Reproduce verbatim the records from the line containing "Here's a bet: you won't be able to pinpoint the church" through the last line of the records, inclusive.

______________________________

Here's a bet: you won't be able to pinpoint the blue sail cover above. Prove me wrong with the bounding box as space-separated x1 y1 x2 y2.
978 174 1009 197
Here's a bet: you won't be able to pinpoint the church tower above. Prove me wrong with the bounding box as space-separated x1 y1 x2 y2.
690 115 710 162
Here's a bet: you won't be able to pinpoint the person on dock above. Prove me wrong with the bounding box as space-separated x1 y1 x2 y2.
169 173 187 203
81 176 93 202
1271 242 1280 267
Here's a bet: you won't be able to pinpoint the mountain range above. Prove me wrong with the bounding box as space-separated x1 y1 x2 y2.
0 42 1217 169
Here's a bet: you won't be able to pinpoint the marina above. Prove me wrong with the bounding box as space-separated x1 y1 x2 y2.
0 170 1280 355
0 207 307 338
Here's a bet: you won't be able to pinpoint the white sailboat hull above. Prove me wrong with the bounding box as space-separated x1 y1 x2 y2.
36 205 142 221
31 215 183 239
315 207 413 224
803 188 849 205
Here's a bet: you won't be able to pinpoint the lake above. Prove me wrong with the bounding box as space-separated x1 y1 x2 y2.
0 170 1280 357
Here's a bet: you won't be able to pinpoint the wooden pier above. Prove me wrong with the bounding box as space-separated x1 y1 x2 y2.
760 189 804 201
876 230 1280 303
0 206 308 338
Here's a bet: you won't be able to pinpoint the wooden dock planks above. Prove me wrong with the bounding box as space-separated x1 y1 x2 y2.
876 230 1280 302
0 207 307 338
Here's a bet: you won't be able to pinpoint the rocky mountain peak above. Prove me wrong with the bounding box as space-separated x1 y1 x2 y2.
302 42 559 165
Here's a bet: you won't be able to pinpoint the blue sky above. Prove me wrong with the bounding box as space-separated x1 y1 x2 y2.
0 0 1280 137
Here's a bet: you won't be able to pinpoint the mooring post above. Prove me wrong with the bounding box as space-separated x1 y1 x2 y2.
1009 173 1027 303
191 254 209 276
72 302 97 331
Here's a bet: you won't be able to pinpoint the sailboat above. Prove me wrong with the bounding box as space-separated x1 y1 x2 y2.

______________________________

▸ **Exercise answer**:
Here's a bet: you won't be able to pinpoint the church tower above. Prove me wrong with the bounding box as space-separated x1 y1 x2 y2.
690 115 710 162
Here's a bet: you won't be able to pinpoint the person on dock above. Prove me wrong with the bounding box as space-separated x1 y1 x2 y2.
169 173 187 203
81 176 93 202
1271 242 1280 267
Here's a bet: you won't be able to pinpoint the mountain range above. Prove me wrong with the bounding box as space-separated x1 y1 x2 y2.
0 42 1217 169
Here's a bet: you won't be able to pinpoint the marina above. Prove me wrong with the bounding box as space-separated x1 y1 x2 y2.
0 170 1280 355
0 207 307 338
Here's a bet: you won't be able to pinpoint the white sailboat hull above. Prove me wrong with the bounding box as space-separated x1 y1 x2 y2.
36 205 142 221
31 215 183 239
315 207 413 224
803 188 849 205
Here's a bet: you won't be able to pinpoint the lake above. Prove me wrong with the bounding box as space-separated x1 y1 x2 y2.
0 170 1280 357
Here's a bet: you won't be able to pinpoint the wooden pier above. Prove me wrong with the bounding box as space-separated x1 y1 x2 y2.
760 189 804 201
876 230 1280 303
0 206 308 338
Here's a bet: you won't be able to pinpoint the wooden dock planks above. Prove me wrong with the bounding box as space-separated x1 y1 x2 y2.
876 230 1280 302
0 207 307 338
Here's a bet: you won't be able to pinpoint the rocky mountain peak above. Prove me wrong with the bounding box as space-separated x1 y1 x2 y2.
302 42 559 165
Here's a bet: you won't be able to pinpoint the blue sky above. Prove me wrong with the bounding box as space-separated x1 y1 x2 y2.
0 0 1280 137
Here's a bet: you won't be able to pinpoint the mooring post above. Prove me wrong with the bounding box as space-separated x1 y1 x2 y2.
1009 173 1027 303
191 254 209 276
72 302 97 331
Here's a bet: you won't be able to pinpoint the sailboat above. Prove me wrong with the bounding box as space-separated x1 y1 x2 y2.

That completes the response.